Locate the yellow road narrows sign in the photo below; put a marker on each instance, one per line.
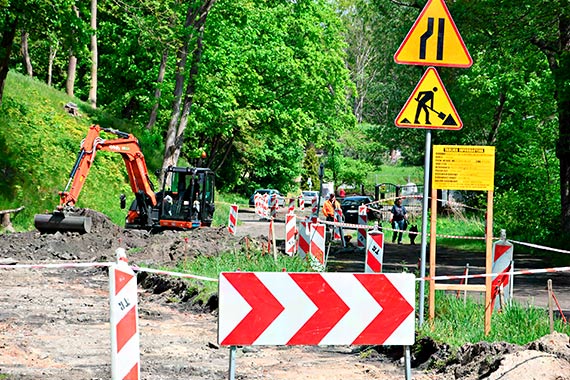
(429, 106)
(434, 40)
(458, 167)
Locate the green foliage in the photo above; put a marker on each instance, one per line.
(246, 261)
(457, 323)
(272, 80)
(41, 141)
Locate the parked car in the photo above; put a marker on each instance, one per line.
(270, 192)
(308, 196)
(350, 205)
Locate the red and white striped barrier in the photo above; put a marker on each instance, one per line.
(125, 355)
(290, 234)
(374, 252)
(502, 265)
(303, 244)
(362, 220)
(273, 205)
(314, 209)
(291, 208)
(317, 247)
(337, 228)
(232, 220)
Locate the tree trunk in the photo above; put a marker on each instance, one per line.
(94, 56)
(26, 54)
(52, 54)
(6, 43)
(72, 66)
(157, 92)
(195, 19)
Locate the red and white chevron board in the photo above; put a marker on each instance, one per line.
(125, 355)
(291, 208)
(280, 308)
(232, 220)
(336, 229)
(304, 238)
(314, 209)
(374, 252)
(502, 263)
(317, 247)
(362, 220)
(290, 234)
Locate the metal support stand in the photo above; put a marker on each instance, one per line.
(232, 371)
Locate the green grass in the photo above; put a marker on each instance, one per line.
(253, 260)
(457, 323)
(397, 175)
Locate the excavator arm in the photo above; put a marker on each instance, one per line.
(127, 146)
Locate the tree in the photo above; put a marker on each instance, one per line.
(94, 55)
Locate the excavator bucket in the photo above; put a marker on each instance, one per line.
(59, 222)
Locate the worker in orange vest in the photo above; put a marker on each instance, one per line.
(329, 206)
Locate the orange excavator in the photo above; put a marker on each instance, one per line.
(188, 201)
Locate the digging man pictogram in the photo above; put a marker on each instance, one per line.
(423, 98)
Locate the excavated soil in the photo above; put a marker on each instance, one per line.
(54, 323)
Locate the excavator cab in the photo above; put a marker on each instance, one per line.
(190, 202)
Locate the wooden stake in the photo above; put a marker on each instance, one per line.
(550, 308)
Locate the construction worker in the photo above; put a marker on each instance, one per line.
(330, 206)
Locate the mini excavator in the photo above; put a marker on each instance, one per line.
(187, 203)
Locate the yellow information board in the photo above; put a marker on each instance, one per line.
(463, 167)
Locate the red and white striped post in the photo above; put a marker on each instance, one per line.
(232, 220)
(125, 354)
(502, 266)
(374, 252)
(303, 245)
(317, 247)
(362, 220)
(290, 234)
(291, 208)
(314, 209)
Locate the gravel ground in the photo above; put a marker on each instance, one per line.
(54, 323)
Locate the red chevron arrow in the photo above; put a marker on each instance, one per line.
(395, 309)
(330, 309)
(265, 308)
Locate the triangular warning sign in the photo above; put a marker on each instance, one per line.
(434, 40)
(429, 106)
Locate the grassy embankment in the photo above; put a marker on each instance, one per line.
(39, 141)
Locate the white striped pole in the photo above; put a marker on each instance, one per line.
(291, 208)
(290, 234)
(304, 238)
(362, 220)
(374, 252)
(502, 259)
(314, 209)
(317, 247)
(125, 354)
(232, 220)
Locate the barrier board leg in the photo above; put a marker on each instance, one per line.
(125, 354)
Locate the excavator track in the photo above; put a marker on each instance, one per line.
(59, 222)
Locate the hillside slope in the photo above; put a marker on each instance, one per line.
(39, 140)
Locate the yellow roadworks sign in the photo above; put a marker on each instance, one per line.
(434, 40)
(429, 106)
(463, 167)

********************

Recast the listing above as a JSON array of strings, one string per line, omitting blank lines and the picture line.

[
  "Locate the yellow road narrows sign in the photo below; put a marker on each instance, one per line.",
  "(429, 106)",
  "(434, 40)",
  "(458, 167)",
  "Locate the green foliage in the photo above; put a marker on each instance, one per line.",
  "(246, 261)",
  "(457, 323)",
  "(272, 80)",
  "(41, 141)",
  "Locate the parked car in the photo above; put a marker on each instance, one per line.",
  "(270, 192)",
  "(308, 196)",
  "(350, 205)",
  "Locate the red and white striped barrier in the photo above; put a marker on each instance, one per line.",
  "(125, 355)",
  "(290, 234)",
  "(374, 252)",
  "(502, 265)",
  "(303, 244)",
  "(362, 220)",
  "(273, 205)",
  "(314, 209)",
  "(291, 208)",
  "(317, 247)",
  "(337, 228)",
  "(232, 220)",
  "Locate the tree trunk in the photo above; put a marker on each instance, one per line.",
  "(94, 56)",
  "(26, 54)",
  "(52, 54)",
  "(6, 43)",
  "(72, 66)",
  "(157, 92)",
  "(195, 19)",
  "Locate the red and white chevron board in the photo above; put a marker on each instance, one per line.",
  "(125, 355)",
  "(291, 208)",
  "(280, 308)",
  "(232, 220)",
  "(336, 229)",
  "(304, 238)",
  "(314, 209)",
  "(374, 252)",
  "(502, 263)",
  "(317, 247)",
  "(362, 220)",
  "(290, 234)",
  "Locate the metal support stand in the photo above; put a marker on each instance, one per line.",
  "(232, 371)",
  "Locate the green grass in the photo above; put a marker on each instance, one per line.",
  "(253, 260)",
  "(457, 323)",
  "(397, 175)",
  "Locate the excavator arm in the photo above; put a marker on each instance, one per line.",
  "(127, 146)",
  "Locate the tree in the photo above; put a marker on each instance, one per line.",
  "(94, 55)",
  "Locate the excavator bucket in the photo above; put a marker on each instance, one per line.",
  "(59, 222)",
  "Locate the worker in orange vest in the photo above; put a marker on each instance, one per line.",
  "(329, 206)",
  "Locate the orange excavator in the photo above; put a marker on each instance, one per line.",
  "(188, 201)",
  "Locate the digging man pictogram in the photo above; put a marker on each instance, one per line.",
  "(423, 98)",
  "Locate the excavated soil in the photo above; put a marker on each instance, one per line.",
  "(54, 323)",
  "Locate the excavator cab in the photo above; put a marker on each instance, one per line.",
  "(190, 202)",
  "Locate the wooden stake in the photo above; put a marker on each instance, one per line.",
  "(550, 308)",
  "Locate the construction worker in the photo above; put a marker on each instance, one per line.",
  "(330, 206)",
  "Locate the mini excavator in the photo above; put a marker on each instance, one per line.",
  "(187, 203)",
  "Locate the yellow information board in the photo above; put a marker on each instance, one per line.",
  "(463, 167)",
  "Locate the red and white striped post in the photo above; put a marker on each instance, one per line.",
  "(232, 220)",
  "(125, 354)",
  "(502, 266)",
  "(374, 252)",
  "(303, 245)",
  "(317, 247)",
  "(362, 220)",
  "(290, 234)",
  "(291, 208)",
  "(314, 209)",
  "Locate the gravel ground in the photo above; put a marker on each instance, one per line.",
  "(54, 323)",
  "Locate the red chevron arrow in the photo above; put a marker on each instance, one per line.",
  "(395, 309)",
  "(330, 309)",
  "(265, 308)",
  "Locate the triangular warning sign in the photo above; put a marker on each instance, one per line.",
  "(434, 40)",
  "(429, 106)",
  "Locate the grassy embankment in the photo above; put a marker on each instance, one per line.",
  "(39, 141)",
  "Locate the white striped pole in the photo above; put a marker on each instance, one per line.",
  "(291, 208)",
  "(290, 234)",
  "(304, 238)",
  "(362, 220)",
  "(374, 252)",
  "(502, 259)",
  "(314, 209)",
  "(317, 247)",
  "(125, 354)",
  "(232, 220)",
  "Locate the barrier board leg in the photo above; put a marker on each instance, one per line.",
  "(125, 354)",
  "Locate the excavator track in the photo above; put a marker on each instance, one per line.",
  "(59, 222)",
  "Locate the hillside slope in the photo above; put a marker on each instance, one per line.",
  "(39, 140)",
  "Locate the yellow roadworks sign in the photo above; put a marker on each instance, one per line.",
  "(434, 40)",
  "(429, 106)",
  "(463, 167)"
]